┌──

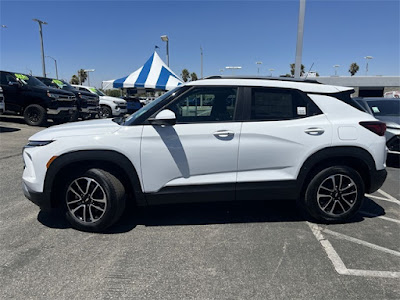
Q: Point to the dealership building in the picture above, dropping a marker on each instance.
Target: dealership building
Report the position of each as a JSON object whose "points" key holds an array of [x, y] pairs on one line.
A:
{"points": [[365, 86]]}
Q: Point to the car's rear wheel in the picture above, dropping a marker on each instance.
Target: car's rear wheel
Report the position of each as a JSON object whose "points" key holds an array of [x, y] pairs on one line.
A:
{"points": [[335, 194], [35, 115], [105, 112], [94, 200]]}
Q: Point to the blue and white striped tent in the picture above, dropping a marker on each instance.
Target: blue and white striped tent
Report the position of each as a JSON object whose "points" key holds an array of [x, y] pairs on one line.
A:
{"points": [[154, 74]]}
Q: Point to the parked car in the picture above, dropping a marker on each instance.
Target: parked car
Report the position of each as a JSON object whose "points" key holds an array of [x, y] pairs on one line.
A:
{"points": [[87, 103], [109, 106], [257, 138], [2, 105], [388, 111], [26, 95], [133, 104]]}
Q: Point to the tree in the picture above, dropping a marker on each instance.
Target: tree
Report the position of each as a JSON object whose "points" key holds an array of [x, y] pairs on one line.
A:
{"points": [[193, 76], [353, 69], [185, 75], [82, 76], [74, 80], [292, 67]]}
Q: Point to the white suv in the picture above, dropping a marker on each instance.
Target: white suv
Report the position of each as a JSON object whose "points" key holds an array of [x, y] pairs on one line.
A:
{"points": [[109, 106], [215, 139]]}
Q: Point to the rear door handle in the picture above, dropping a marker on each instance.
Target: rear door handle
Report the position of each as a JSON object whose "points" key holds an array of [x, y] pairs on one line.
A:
{"points": [[314, 131], [223, 133]]}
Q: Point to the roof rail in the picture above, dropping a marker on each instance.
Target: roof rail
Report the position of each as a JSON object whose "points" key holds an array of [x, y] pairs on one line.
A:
{"points": [[263, 78]]}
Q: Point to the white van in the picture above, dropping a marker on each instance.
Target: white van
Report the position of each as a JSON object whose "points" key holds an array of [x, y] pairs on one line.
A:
{"points": [[109, 106]]}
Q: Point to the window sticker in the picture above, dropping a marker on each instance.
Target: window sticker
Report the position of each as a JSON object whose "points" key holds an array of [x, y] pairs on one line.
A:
{"points": [[59, 83], [375, 109], [22, 77], [301, 111]]}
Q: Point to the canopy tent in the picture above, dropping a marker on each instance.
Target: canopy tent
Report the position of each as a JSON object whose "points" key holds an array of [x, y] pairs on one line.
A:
{"points": [[154, 74]]}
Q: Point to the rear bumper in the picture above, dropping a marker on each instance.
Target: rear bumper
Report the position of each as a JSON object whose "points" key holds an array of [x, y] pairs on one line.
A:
{"points": [[377, 178]]}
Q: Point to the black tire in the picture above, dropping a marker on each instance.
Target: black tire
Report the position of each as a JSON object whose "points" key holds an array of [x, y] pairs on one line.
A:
{"points": [[334, 195], [105, 112], [74, 117], [94, 200], [62, 120], [35, 115]]}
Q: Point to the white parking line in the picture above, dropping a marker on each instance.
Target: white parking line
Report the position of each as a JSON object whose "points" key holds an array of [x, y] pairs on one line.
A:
{"points": [[337, 261], [361, 242], [383, 199], [380, 217], [383, 193]]}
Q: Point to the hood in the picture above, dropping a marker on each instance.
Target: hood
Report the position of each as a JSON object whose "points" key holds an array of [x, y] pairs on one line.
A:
{"points": [[53, 90], [84, 128], [109, 98], [391, 121]]}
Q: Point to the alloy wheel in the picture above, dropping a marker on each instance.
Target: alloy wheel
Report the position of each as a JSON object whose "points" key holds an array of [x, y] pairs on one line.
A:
{"points": [[337, 194], [86, 200]]}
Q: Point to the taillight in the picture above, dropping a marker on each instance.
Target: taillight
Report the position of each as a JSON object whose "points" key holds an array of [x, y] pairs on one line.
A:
{"points": [[375, 126]]}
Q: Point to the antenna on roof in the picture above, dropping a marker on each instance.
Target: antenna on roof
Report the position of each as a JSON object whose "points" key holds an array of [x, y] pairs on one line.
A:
{"points": [[308, 71]]}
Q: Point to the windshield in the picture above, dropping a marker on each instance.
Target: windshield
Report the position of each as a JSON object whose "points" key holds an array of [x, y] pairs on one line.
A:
{"points": [[29, 80], [97, 92], [385, 107], [147, 107]]}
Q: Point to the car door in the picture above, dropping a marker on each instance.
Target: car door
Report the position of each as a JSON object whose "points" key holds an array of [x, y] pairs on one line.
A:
{"points": [[11, 91], [282, 128], [199, 153]]}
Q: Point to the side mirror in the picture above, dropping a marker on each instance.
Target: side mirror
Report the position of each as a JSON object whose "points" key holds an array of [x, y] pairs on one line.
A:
{"points": [[164, 117], [14, 83]]}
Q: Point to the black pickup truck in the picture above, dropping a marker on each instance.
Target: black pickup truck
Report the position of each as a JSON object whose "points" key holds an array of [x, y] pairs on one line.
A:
{"points": [[87, 103], [26, 95]]}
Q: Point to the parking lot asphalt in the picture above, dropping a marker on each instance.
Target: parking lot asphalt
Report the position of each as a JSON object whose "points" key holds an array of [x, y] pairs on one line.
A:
{"points": [[262, 250]]}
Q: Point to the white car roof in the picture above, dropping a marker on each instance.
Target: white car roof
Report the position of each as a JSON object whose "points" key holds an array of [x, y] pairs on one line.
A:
{"points": [[308, 87]]}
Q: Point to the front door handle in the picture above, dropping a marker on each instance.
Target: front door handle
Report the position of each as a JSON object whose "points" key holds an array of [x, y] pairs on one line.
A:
{"points": [[314, 131], [223, 133]]}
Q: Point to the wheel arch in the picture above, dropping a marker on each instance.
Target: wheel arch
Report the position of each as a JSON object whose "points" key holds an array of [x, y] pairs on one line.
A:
{"points": [[355, 157], [112, 161]]}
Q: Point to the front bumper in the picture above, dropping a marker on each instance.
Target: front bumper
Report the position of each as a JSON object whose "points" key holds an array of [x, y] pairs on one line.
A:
{"points": [[43, 200], [61, 110], [377, 178], [90, 110]]}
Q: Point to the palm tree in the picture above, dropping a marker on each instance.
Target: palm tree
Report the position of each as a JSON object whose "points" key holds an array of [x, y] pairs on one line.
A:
{"points": [[185, 75], [353, 69], [292, 68], [82, 76]]}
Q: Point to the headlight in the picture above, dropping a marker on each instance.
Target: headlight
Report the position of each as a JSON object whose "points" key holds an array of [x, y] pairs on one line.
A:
{"points": [[84, 97], [54, 96], [37, 143]]}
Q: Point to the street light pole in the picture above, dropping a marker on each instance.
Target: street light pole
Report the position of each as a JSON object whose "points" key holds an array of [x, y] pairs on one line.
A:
{"points": [[201, 54], [88, 71], [164, 38], [336, 66], [55, 62], [271, 70], [41, 43], [299, 46], [233, 68], [366, 68], [258, 66]]}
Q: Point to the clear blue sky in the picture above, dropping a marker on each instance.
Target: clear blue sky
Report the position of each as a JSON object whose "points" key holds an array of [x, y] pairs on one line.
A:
{"points": [[117, 37]]}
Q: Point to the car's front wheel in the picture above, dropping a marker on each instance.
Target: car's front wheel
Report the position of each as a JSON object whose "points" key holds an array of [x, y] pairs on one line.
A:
{"points": [[335, 194], [94, 200], [105, 112], [35, 115]]}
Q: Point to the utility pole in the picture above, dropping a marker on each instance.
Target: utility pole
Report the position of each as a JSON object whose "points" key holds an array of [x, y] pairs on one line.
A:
{"points": [[201, 54], [41, 43], [299, 46]]}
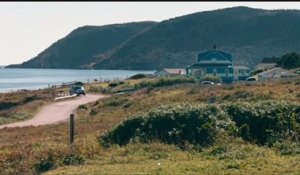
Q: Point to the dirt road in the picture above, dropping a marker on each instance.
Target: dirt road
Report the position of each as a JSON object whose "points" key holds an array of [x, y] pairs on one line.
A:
{"points": [[55, 112]]}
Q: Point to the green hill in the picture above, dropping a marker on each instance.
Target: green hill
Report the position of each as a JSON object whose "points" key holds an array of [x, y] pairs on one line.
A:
{"points": [[249, 34], [78, 49]]}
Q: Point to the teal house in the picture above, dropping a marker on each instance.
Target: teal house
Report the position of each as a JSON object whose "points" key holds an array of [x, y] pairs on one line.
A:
{"points": [[213, 63]]}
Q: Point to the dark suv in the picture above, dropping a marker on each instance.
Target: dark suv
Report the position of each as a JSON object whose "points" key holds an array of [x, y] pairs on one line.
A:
{"points": [[78, 90]]}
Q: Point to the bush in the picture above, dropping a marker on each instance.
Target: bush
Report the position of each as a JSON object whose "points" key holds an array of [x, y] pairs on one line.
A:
{"points": [[137, 76], [45, 164], [160, 82], [266, 122], [172, 124], [82, 107], [115, 84], [73, 159]]}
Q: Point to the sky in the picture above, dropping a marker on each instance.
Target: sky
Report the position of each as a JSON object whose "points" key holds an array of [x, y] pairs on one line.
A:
{"points": [[28, 28]]}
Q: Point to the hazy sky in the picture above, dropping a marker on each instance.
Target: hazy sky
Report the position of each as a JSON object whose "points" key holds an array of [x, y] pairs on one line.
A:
{"points": [[27, 28]]}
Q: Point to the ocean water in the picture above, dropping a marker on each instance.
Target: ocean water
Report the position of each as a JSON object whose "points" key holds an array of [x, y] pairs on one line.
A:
{"points": [[16, 79]]}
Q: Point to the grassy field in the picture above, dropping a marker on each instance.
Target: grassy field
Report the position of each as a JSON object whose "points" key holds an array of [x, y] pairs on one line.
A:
{"points": [[40, 149]]}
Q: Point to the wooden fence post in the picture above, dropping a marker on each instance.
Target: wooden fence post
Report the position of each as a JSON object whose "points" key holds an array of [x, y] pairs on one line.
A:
{"points": [[71, 129]]}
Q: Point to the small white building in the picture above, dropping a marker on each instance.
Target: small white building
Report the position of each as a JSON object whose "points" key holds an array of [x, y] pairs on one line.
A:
{"points": [[265, 66], [170, 72], [240, 73], [275, 73]]}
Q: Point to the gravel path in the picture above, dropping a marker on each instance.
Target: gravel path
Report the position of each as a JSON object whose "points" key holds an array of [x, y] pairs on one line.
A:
{"points": [[55, 112]]}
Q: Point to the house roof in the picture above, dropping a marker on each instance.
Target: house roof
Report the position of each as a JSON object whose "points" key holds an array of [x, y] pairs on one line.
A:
{"points": [[214, 55], [241, 67], [173, 71], [265, 65], [276, 72]]}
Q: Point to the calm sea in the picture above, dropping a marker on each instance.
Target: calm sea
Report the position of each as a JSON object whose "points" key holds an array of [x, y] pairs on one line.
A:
{"points": [[15, 79]]}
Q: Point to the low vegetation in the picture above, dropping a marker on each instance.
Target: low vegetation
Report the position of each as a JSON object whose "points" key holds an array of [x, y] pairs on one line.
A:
{"points": [[239, 129]]}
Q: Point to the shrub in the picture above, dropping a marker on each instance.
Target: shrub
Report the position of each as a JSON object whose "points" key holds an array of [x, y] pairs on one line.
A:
{"points": [[82, 107], [172, 124], [73, 159], [116, 101], [137, 76], [45, 164], [160, 82], [266, 122], [113, 84]]}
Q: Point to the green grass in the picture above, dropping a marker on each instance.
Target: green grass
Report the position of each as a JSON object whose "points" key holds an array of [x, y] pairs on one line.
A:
{"points": [[157, 158], [23, 148]]}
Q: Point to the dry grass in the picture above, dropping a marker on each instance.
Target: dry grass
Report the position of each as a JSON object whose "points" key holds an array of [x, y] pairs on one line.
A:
{"points": [[21, 148]]}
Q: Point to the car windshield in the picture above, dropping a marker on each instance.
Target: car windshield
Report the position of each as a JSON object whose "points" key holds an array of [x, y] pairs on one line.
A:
{"points": [[77, 87]]}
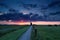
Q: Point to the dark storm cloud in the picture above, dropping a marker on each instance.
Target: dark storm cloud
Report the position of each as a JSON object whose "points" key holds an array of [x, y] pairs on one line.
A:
{"points": [[3, 5], [36, 8], [54, 4]]}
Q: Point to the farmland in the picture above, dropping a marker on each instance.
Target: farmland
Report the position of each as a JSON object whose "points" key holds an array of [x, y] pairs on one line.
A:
{"points": [[46, 32], [11, 32]]}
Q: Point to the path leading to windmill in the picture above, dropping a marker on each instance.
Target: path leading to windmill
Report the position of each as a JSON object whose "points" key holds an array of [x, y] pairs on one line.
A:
{"points": [[26, 35]]}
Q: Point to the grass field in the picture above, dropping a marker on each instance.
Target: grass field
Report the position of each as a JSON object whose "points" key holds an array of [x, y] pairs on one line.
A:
{"points": [[46, 33], [11, 32]]}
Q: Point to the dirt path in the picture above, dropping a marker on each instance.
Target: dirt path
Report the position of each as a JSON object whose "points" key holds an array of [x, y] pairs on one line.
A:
{"points": [[26, 35]]}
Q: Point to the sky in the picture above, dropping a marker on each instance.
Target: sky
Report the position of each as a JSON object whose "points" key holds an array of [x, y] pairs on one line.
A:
{"points": [[26, 10]]}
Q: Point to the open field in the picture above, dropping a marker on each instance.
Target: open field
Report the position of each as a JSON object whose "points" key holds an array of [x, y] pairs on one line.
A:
{"points": [[46, 33], [11, 32]]}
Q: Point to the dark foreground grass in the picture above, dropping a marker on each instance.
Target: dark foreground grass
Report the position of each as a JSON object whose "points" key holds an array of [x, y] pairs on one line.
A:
{"points": [[47, 33], [14, 34]]}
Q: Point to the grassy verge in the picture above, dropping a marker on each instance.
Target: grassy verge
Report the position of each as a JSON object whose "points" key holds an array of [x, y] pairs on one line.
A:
{"points": [[5, 29], [13, 35], [47, 33]]}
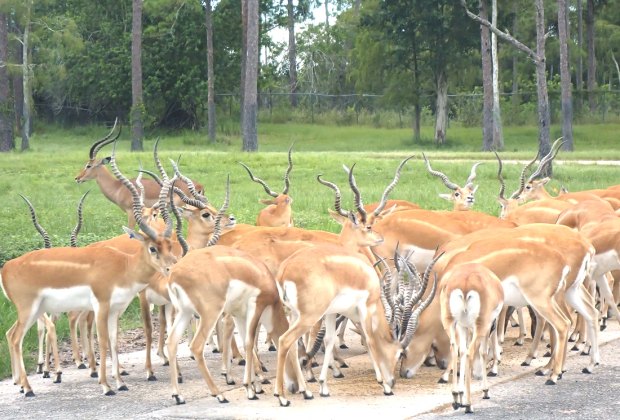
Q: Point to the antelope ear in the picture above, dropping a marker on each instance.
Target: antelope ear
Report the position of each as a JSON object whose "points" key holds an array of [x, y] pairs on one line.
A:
{"points": [[337, 216], [133, 234]]}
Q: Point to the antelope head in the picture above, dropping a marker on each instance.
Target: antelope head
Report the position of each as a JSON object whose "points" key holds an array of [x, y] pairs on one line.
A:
{"points": [[462, 197], [94, 165]]}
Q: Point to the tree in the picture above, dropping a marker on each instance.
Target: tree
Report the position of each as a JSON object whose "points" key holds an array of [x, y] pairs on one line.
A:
{"points": [[7, 141], [210, 74], [538, 57], [250, 91], [567, 96], [137, 106]]}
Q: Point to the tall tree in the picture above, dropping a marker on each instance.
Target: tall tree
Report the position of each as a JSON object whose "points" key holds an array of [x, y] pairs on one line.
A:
{"points": [[250, 92], [591, 74], [538, 57], [210, 73], [137, 106], [498, 135], [567, 95], [7, 140], [487, 79]]}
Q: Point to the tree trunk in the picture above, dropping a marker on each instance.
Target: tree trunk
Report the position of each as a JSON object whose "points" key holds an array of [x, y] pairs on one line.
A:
{"points": [[26, 81], [591, 76], [244, 52], [441, 121], [137, 107], [487, 80], [292, 52], [544, 117], [7, 140], [250, 103], [498, 135], [567, 95], [210, 74]]}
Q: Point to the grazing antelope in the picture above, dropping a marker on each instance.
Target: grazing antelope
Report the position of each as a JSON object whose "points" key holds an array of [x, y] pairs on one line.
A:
{"points": [[64, 279], [278, 211], [471, 298], [462, 197], [111, 187]]}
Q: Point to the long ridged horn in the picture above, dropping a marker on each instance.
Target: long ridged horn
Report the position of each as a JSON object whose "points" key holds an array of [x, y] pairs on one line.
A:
{"points": [[217, 230], [102, 142], [78, 226], [440, 175], [500, 178], [137, 207], [472, 175], [46, 238], [359, 205], [547, 159], [190, 184], [337, 200], [179, 219], [259, 181], [287, 183], [412, 324], [390, 187]]}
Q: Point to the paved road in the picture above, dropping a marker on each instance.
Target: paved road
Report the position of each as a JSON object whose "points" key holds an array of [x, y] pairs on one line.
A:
{"points": [[516, 393]]}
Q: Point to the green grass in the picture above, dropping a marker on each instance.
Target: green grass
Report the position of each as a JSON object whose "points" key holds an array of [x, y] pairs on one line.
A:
{"points": [[45, 174]]}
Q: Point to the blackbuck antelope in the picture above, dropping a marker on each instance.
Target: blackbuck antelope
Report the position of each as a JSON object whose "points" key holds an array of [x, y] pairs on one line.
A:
{"points": [[324, 281], [278, 211], [462, 197], [104, 280], [215, 280], [471, 298], [111, 187]]}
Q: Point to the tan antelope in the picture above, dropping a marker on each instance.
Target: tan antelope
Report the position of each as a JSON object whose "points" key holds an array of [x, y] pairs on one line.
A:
{"points": [[65, 279], [111, 187], [471, 297], [462, 197], [278, 211]]}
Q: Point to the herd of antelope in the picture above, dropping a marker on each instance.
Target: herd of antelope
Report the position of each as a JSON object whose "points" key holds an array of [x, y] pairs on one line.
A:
{"points": [[419, 285]]}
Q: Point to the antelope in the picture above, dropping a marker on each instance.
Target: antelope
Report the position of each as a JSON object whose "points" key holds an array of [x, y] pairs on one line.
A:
{"points": [[323, 281], [471, 298], [462, 197], [111, 187], [278, 211], [104, 280]]}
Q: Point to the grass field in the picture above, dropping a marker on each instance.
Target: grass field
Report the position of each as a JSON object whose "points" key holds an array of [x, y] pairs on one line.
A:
{"points": [[45, 175]]}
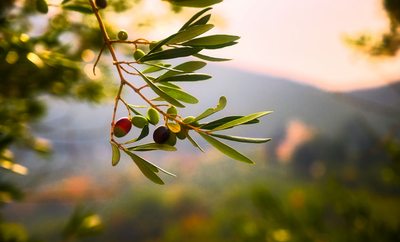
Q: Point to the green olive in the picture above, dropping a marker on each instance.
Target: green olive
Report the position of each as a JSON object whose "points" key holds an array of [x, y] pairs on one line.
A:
{"points": [[172, 111], [122, 34], [139, 121], [42, 7], [138, 54], [153, 116]]}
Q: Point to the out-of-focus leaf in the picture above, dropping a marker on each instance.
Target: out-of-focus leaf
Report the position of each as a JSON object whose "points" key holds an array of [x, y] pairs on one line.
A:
{"points": [[193, 3], [219, 122], [174, 127], [193, 18], [210, 58], [116, 155], [179, 95], [227, 150], [147, 170], [189, 77], [190, 33], [186, 67], [78, 8], [204, 20], [242, 139], [212, 40], [159, 92], [221, 104], [171, 54], [241, 120], [194, 143], [143, 134], [152, 146]]}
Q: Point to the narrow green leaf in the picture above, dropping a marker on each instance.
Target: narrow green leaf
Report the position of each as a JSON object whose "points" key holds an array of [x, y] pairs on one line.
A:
{"points": [[227, 150], [204, 20], [185, 67], [211, 40], [194, 143], [190, 33], [179, 95], [240, 121], [193, 3], [78, 8], [218, 122], [152, 146], [116, 155], [221, 104], [242, 139], [171, 54], [159, 92], [171, 85], [189, 77], [153, 68], [192, 19], [143, 134], [210, 58], [147, 170]]}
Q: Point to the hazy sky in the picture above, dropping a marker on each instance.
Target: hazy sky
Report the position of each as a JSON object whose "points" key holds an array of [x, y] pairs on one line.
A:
{"points": [[303, 40]]}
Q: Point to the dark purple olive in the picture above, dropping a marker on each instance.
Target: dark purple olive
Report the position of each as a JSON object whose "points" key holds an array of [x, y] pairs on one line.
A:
{"points": [[161, 134]]}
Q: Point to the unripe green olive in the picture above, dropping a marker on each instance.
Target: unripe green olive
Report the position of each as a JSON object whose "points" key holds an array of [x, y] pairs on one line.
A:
{"points": [[153, 116], [101, 3], [172, 111], [122, 34], [41, 6], [138, 54], [171, 139], [139, 121], [122, 127], [161, 134], [181, 134], [189, 119], [153, 44]]}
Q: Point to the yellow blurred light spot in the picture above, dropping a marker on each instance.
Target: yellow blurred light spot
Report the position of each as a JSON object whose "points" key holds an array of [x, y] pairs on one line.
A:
{"points": [[35, 59], [281, 235], [24, 37], [92, 221], [88, 69], [12, 57], [87, 55], [20, 169]]}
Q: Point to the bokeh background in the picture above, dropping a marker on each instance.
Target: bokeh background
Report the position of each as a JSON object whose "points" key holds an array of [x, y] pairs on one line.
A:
{"points": [[328, 69]]}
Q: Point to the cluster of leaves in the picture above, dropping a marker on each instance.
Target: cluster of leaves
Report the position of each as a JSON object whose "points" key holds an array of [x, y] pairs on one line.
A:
{"points": [[184, 43]]}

└──

Exercise |
Count every line of the material above that holds the string "rear", then state only the total.

Result of the task |
6